──────── Source records ────────
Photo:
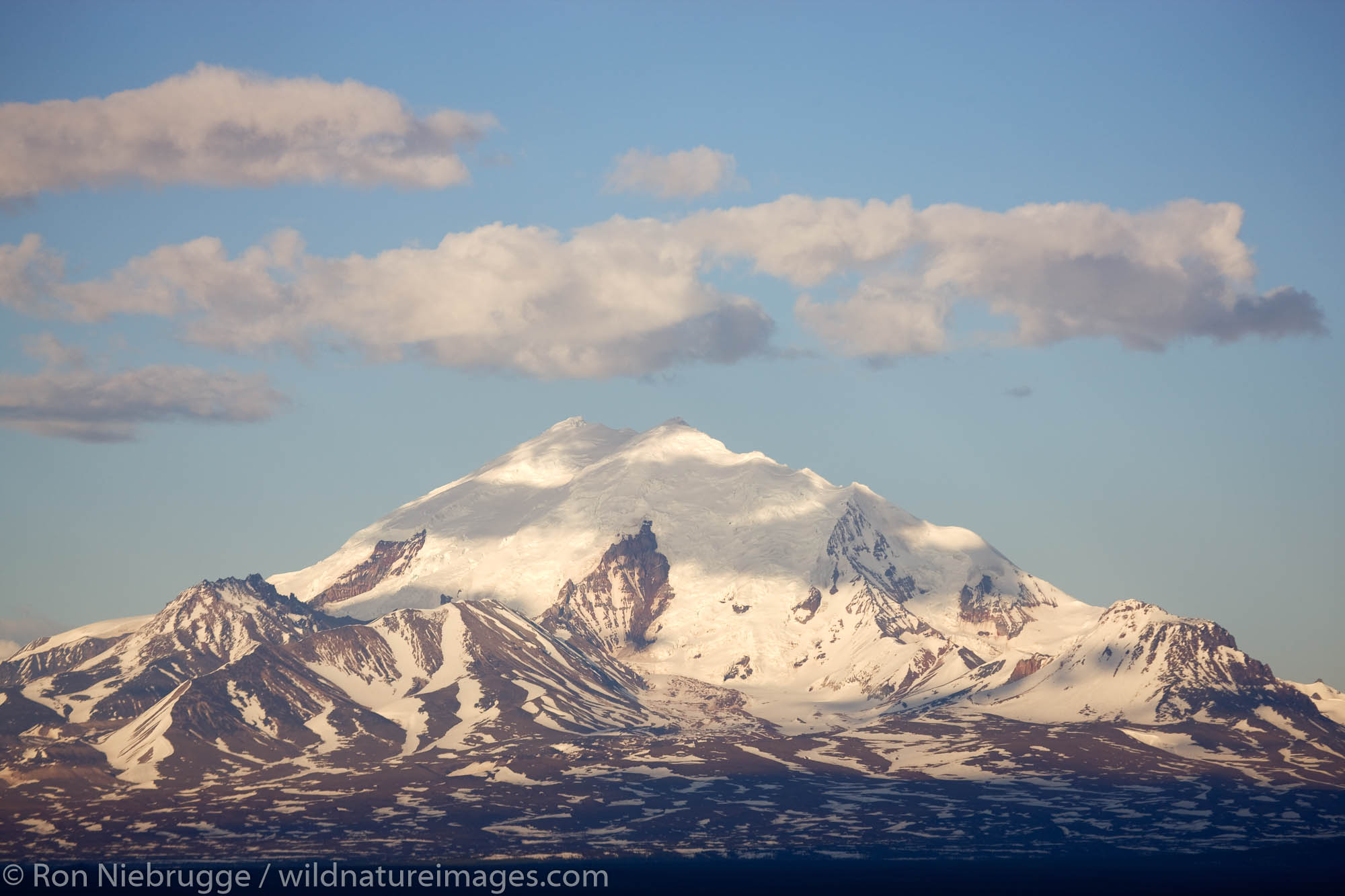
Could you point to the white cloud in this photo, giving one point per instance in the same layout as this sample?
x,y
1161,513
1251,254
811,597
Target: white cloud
────────
◆ Prompt ◆
Please return the rows above word for word, leaving out the pictures.

◆ Completed exercise ◆
Photo:
Could you point to the white cloud in this photo, giving one point per instance in the same layout as this sample?
x,y
1161,513
1251,254
811,597
Target: white cloud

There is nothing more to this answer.